··· Document excerpt

Twice the cost, but significantly more accurate for the same step size $h$ . Step size selection: $h \approx \sqrt{\varepsilon_{\mathrm{mach}}} \approx 10^{-7}$ for forward, $h \approx \varepsilon_{\mathrm{mach}}^{1/3} \approx 10^{-5}$ for central.

Analytic Jacobian for Affine Models

For models with a closed-form characteristic function $\varphi_T(u; \theta)$ (e.g., Heston, Bates), the sensitivity of the model price to each parameter can be computed by differentiating under the Fourier integral:

$\frac{\partial C}{\partial \theta_j} = \frac{\partial}{\partial \theta_j} \left[ \text{Re} \int_0^\infty \varphi_T(u - i/2; \theta) \frac{e^{-iuk}}{u^2 + 1/4}\, du \right] = \text{Re} \int_0^\infty \frac{\partial \varphi_T}{\partial \theta_j}(u - i/2; \theta) \frac{e^{-iuk}}{u^2 + 1/4}\, du.$

For Heston, $\partial \varphi_T / \partial \theta_j$ can be computed in closed form by differentiating the Riccati solution. This yields the exact Jacobian at the cost of 5 additional Fourier integrals (one per parameter), which is far cheaper than FD (especially when each Fourier integral prices all $N$ strikes simultaneously via FFT).

······

Update the section on analytic Jacobians, beginning at "For models with" and stopping after "simultaneously via FFT).", and write "solution of the Riccati equations" in place of "Riccati solution".

··· Extracted data

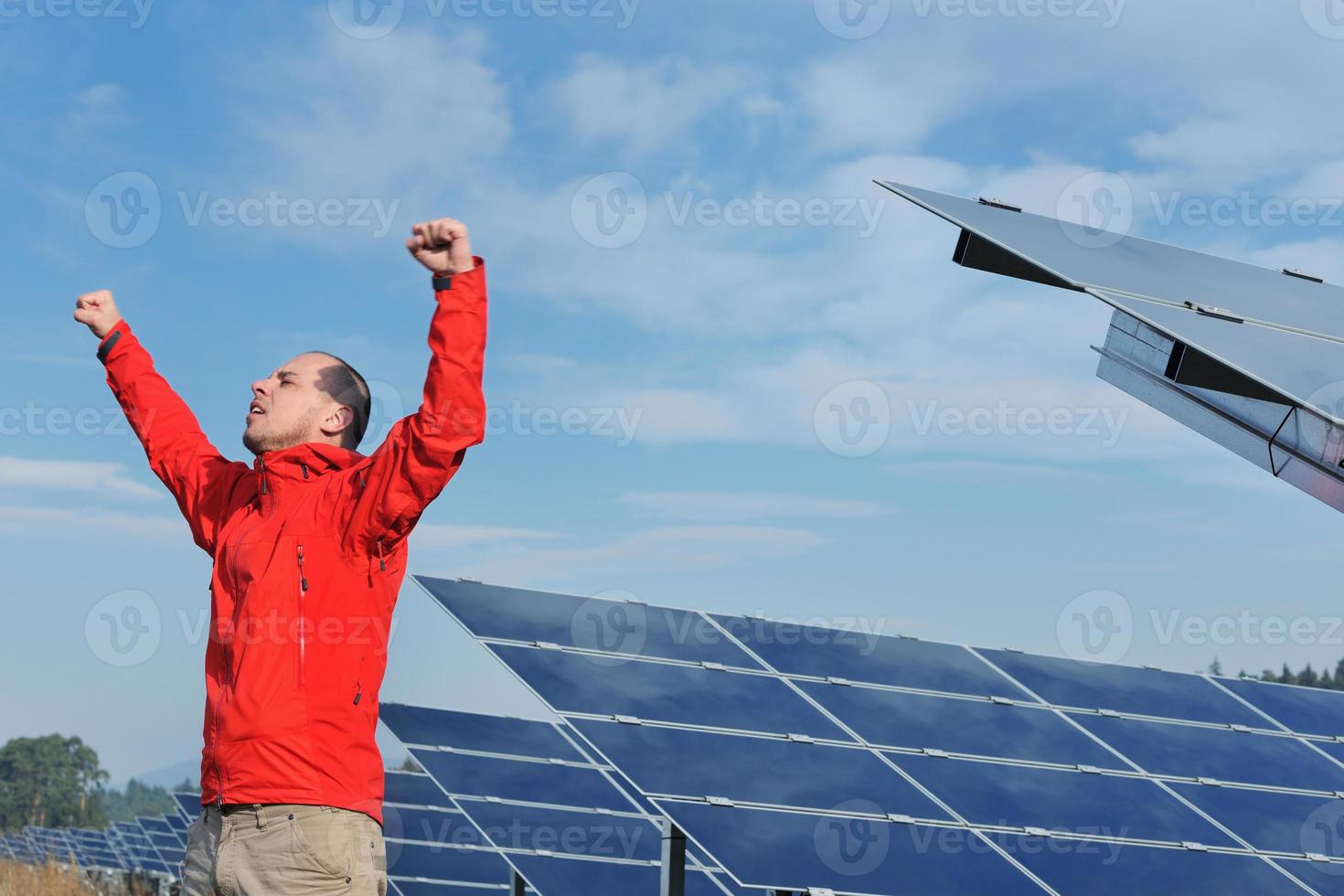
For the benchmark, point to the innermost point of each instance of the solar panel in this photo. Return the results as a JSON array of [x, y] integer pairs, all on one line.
[[930, 778], [555, 815], [1257, 372]]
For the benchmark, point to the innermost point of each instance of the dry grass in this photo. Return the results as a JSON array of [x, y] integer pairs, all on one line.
[[17, 879]]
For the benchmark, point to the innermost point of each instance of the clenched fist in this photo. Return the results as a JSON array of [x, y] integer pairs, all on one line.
[[441, 246], [99, 312]]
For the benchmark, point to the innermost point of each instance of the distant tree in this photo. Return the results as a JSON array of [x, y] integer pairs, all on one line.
[[137, 799], [50, 781]]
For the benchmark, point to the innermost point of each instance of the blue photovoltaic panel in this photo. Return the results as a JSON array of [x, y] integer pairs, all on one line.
[[1275, 821], [402, 887], [1295, 366], [413, 789], [445, 863], [1147, 692], [758, 770], [1308, 710], [581, 878], [475, 731], [461, 774], [1326, 879], [1146, 268], [431, 827], [613, 626], [975, 727], [601, 836], [805, 650], [1189, 752], [1125, 869], [795, 852], [664, 692], [997, 795]]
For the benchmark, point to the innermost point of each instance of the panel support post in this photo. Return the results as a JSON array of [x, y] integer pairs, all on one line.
[[674, 860]]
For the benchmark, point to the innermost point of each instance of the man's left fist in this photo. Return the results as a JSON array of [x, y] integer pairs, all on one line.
[[443, 246]]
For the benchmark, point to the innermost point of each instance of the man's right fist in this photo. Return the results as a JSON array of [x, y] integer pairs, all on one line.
[[99, 312]]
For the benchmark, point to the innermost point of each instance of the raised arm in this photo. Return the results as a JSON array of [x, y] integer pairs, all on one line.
[[179, 453], [423, 450]]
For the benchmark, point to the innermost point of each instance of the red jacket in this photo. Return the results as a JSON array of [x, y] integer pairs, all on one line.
[[309, 549]]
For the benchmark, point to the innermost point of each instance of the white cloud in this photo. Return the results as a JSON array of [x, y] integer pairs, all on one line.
[[742, 506], [73, 475], [651, 105], [659, 549]]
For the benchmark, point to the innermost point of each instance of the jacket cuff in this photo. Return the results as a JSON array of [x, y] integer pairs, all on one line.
[[468, 278], [109, 341]]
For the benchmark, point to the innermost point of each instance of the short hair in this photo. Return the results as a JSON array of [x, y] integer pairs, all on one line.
[[347, 387]]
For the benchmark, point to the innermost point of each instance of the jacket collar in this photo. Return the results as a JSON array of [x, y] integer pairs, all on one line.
[[306, 461]]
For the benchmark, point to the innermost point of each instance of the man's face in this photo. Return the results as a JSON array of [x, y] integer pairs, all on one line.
[[291, 407]]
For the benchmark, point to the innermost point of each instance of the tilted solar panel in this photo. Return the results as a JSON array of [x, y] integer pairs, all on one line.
[[1243, 355], [557, 816], [1034, 773]]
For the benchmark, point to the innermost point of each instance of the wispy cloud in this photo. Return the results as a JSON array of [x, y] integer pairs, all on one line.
[[73, 475], [742, 506]]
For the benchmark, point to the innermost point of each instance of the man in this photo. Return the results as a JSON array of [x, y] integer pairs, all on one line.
[[309, 551]]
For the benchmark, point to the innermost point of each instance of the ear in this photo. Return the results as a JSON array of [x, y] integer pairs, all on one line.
[[337, 421]]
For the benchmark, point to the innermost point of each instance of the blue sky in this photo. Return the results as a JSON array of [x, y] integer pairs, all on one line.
[[664, 378]]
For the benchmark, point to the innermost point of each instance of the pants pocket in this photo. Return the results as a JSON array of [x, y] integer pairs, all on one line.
[[325, 838]]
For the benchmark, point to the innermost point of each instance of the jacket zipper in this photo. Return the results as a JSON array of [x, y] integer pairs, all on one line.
[[303, 621]]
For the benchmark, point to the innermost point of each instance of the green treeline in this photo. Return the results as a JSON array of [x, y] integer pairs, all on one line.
[[57, 782]]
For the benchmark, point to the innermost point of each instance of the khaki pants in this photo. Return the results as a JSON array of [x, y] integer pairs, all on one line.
[[283, 850]]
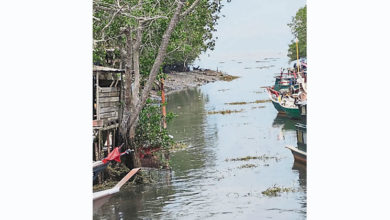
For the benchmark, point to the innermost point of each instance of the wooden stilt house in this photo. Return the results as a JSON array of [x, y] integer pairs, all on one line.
[[107, 94]]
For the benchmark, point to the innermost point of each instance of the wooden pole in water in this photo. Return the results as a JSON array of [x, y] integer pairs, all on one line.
[[296, 44], [96, 152], [108, 142], [163, 103]]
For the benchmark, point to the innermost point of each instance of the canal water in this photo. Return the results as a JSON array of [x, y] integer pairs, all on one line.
[[204, 181]]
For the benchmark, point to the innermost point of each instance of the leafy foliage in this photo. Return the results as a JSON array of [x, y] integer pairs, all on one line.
[[298, 28], [192, 36], [149, 132]]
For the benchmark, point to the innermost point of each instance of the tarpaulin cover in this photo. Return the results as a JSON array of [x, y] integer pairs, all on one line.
[[114, 155]]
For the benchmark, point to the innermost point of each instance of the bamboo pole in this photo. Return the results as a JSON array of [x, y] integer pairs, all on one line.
[[108, 142], [163, 103], [296, 44]]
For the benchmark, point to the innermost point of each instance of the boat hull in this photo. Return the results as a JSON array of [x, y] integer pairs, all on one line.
[[292, 112], [278, 107]]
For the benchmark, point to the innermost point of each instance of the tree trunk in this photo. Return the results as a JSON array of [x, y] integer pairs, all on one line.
[[156, 65]]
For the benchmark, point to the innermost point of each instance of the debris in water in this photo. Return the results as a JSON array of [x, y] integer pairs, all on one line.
[[247, 166], [263, 157], [237, 103], [229, 78], [275, 191], [244, 103], [177, 147], [262, 101], [258, 107], [225, 112]]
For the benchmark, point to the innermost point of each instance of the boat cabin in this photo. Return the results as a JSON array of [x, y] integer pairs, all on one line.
[[301, 136]]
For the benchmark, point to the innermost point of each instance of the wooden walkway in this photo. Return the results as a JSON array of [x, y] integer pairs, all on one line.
[[116, 188]]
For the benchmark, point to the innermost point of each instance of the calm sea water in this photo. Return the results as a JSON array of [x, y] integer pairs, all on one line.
[[203, 182]]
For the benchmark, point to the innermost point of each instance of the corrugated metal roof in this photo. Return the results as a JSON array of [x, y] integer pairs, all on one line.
[[106, 69]]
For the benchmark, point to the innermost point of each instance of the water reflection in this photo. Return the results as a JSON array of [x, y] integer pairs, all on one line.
[[282, 121]]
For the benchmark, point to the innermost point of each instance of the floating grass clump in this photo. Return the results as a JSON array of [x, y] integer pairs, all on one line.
[[177, 147], [262, 101], [244, 103], [237, 103], [276, 191], [228, 78], [263, 157], [247, 166], [258, 107], [224, 112]]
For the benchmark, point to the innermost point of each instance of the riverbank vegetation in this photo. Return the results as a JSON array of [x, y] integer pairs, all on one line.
[[145, 37], [298, 29]]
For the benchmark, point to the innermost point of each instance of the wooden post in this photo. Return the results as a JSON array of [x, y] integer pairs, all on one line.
[[96, 152], [108, 141], [113, 138], [97, 96], [163, 103]]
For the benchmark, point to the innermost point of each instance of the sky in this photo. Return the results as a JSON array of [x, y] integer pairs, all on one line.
[[252, 29]]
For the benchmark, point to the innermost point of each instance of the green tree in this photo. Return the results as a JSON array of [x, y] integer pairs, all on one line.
[[298, 29], [144, 34]]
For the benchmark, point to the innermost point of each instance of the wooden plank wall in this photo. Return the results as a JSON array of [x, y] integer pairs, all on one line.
[[108, 103]]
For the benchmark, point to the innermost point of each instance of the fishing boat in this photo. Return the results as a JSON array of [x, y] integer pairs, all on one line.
[[288, 105], [299, 152], [299, 156], [302, 106], [273, 95]]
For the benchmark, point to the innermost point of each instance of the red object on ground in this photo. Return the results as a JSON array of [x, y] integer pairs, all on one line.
[[114, 155]]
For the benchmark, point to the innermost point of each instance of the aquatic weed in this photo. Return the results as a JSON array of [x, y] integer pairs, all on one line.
[[276, 191], [223, 112]]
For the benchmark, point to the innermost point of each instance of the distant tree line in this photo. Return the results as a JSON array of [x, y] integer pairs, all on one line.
[[298, 28]]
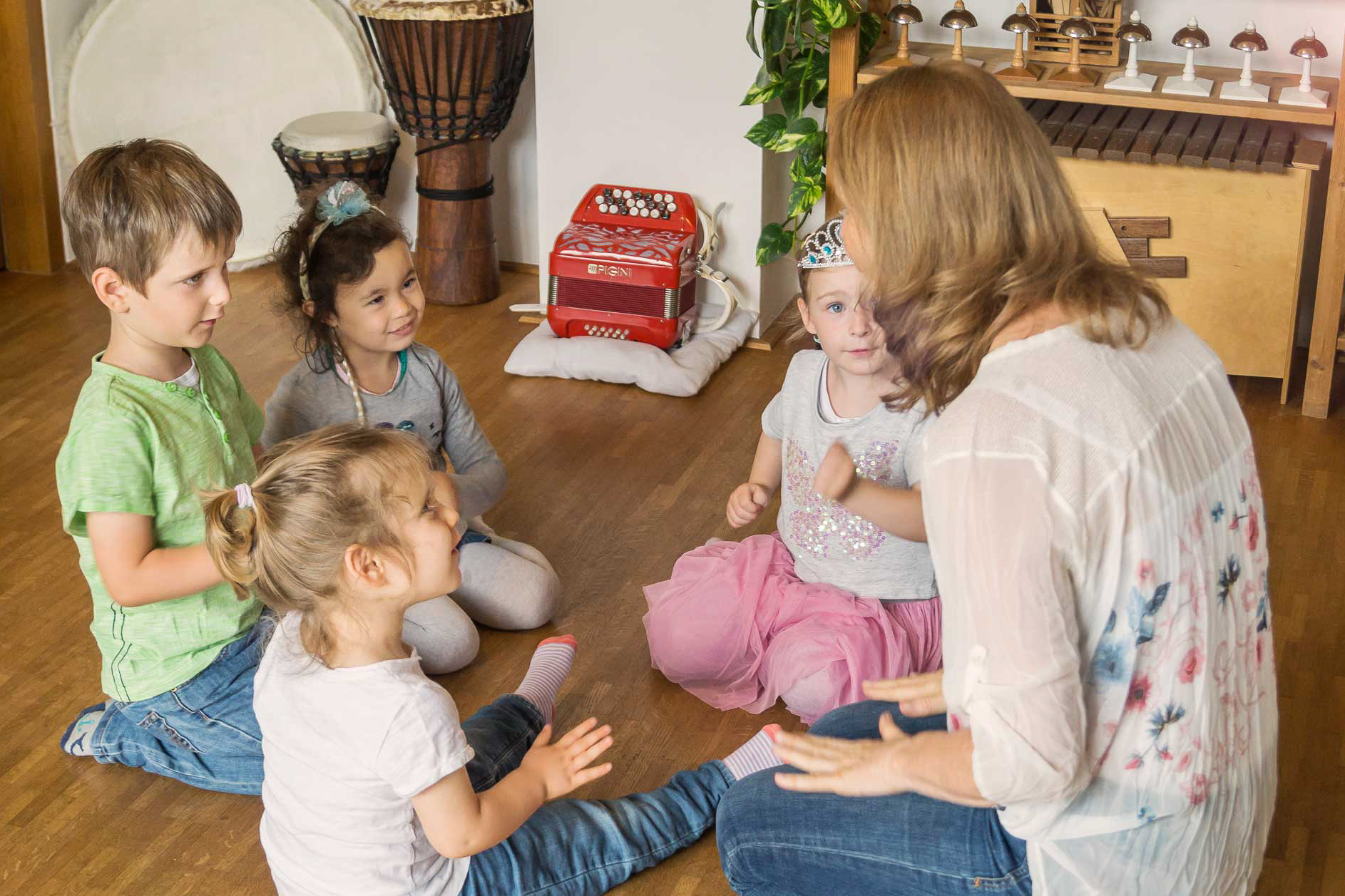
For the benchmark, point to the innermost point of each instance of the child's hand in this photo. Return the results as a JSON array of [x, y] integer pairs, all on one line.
[[745, 503], [564, 764], [836, 474]]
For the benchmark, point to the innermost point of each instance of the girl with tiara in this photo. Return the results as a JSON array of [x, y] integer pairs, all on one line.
[[353, 294], [845, 591]]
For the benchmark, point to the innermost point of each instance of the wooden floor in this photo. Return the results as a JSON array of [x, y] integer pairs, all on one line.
[[613, 485]]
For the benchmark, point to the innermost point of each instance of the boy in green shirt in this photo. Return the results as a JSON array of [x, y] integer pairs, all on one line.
[[162, 416]]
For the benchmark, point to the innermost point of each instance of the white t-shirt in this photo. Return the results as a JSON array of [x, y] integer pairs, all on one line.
[[1098, 527], [344, 750], [829, 542]]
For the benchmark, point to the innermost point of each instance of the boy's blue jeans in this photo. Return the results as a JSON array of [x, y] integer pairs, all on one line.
[[578, 847], [202, 732], [780, 843]]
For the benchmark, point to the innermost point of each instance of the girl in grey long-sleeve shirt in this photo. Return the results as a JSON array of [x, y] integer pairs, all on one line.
[[352, 289]]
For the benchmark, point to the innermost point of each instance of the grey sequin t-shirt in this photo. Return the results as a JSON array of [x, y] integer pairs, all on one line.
[[829, 542], [425, 401]]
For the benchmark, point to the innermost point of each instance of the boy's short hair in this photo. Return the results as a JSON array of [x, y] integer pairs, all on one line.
[[127, 203]]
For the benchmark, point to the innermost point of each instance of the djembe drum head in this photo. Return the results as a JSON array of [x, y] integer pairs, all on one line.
[[452, 71], [349, 145]]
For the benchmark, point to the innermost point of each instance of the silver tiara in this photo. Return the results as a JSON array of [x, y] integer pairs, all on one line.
[[824, 248]]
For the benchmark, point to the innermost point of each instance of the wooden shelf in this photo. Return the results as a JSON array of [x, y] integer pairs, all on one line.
[[1041, 89]]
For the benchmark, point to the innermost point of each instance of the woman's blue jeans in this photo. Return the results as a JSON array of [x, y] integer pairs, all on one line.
[[780, 843], [578, 847]]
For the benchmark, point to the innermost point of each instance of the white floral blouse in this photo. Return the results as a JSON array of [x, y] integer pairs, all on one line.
[[1098, 532]]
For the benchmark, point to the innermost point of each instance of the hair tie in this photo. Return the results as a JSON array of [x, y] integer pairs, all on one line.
[[824, 248], [341, 202]]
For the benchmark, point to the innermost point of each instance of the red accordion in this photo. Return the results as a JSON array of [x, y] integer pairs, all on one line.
[[625, 267]]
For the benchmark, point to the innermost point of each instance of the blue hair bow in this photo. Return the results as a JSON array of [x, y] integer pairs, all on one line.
[[341, 202]]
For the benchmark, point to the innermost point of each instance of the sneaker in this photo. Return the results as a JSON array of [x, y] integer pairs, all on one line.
[[78, 738]]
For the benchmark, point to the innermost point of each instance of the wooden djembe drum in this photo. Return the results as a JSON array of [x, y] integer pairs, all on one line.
[[452, 71]]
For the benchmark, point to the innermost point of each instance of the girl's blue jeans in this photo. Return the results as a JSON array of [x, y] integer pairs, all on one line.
[[780, 843], [578, 847]]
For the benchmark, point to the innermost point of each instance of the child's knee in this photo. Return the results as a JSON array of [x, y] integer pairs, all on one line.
[[447, 654], [812, 696], [541, 600]]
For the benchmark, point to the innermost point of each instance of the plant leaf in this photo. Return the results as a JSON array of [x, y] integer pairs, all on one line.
[[775, 27], [760, 93], [752, 42], [797, 133], [829, 15], [775, 241], [767, 132], [804, 168], [803, 197]]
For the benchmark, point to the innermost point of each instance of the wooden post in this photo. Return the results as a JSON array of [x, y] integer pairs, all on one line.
[[841, 77], [1331, 279], [30, 202]]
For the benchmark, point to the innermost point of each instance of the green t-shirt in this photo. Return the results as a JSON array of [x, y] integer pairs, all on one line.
[[139, 446]]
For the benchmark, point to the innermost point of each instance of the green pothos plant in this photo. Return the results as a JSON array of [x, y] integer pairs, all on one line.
[[795, 51]]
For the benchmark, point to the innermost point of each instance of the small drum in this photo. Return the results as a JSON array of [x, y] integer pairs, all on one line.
[[452, 71], [347, 145]]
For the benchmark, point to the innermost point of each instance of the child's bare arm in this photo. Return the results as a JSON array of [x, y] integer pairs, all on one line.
[[460, 823], [888, 508], [138, 573], [750, 500]]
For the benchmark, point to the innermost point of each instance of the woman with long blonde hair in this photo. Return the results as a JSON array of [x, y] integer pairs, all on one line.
[[1106, 717]]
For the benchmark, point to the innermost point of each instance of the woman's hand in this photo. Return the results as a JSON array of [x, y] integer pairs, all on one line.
[[918, 696], [836, 474], [847, 767], [747, 502], [563, 766]]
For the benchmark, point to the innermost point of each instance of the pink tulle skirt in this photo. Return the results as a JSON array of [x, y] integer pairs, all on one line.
[[737, 629]]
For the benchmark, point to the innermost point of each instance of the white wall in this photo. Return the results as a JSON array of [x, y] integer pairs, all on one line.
[[648, 93], [513, 156]]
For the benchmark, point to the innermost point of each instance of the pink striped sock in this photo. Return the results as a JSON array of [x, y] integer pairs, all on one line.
[[546, 673], [754, 755]]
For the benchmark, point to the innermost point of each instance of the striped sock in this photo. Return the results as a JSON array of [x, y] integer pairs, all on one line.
[[754, 755], [546, 673]]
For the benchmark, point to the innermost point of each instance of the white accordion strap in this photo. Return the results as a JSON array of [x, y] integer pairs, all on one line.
[[732, 298]]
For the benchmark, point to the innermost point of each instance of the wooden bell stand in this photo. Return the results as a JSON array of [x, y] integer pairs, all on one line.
[[1246, 347]]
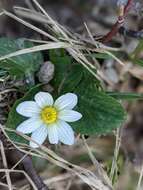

······

Solution:
For models with a closed-form characteristic function $\varphi_T(u; \theta)$ (e.g., Heston, Bates), the sensitivity of the model price to each parameter can be computed by differentiating under the Fourier integral:

$\frac{\partial C}{\partial \theta_j} = \frac{\partial}{\partial \theta_j} \left[ \text{Re} \int_0^\infty \varphi_T(u - i/2; \theta) \frac{e^{-iuk}}{u^2 + 1/4}\, du \right] = \text{Re} \int_0^\infty \frac{\partial \varphi_T}{\partial \theta_j}(u - i/2; \theta) \frac{e^{-iuk}}{u^2 + 1/4}\, du.$

For Heston, $\partial \varphi_T / \partial \theta_j$ can be computed in closed form by differentiating the solution of the Riccati equations. This yields the exact Jacobian at the cost of 5 additional Fourier integrals (one per parameter), which is far cheaper than FD (especially when each Fourier integral prices all $N$ strikes simultaneously via FFT).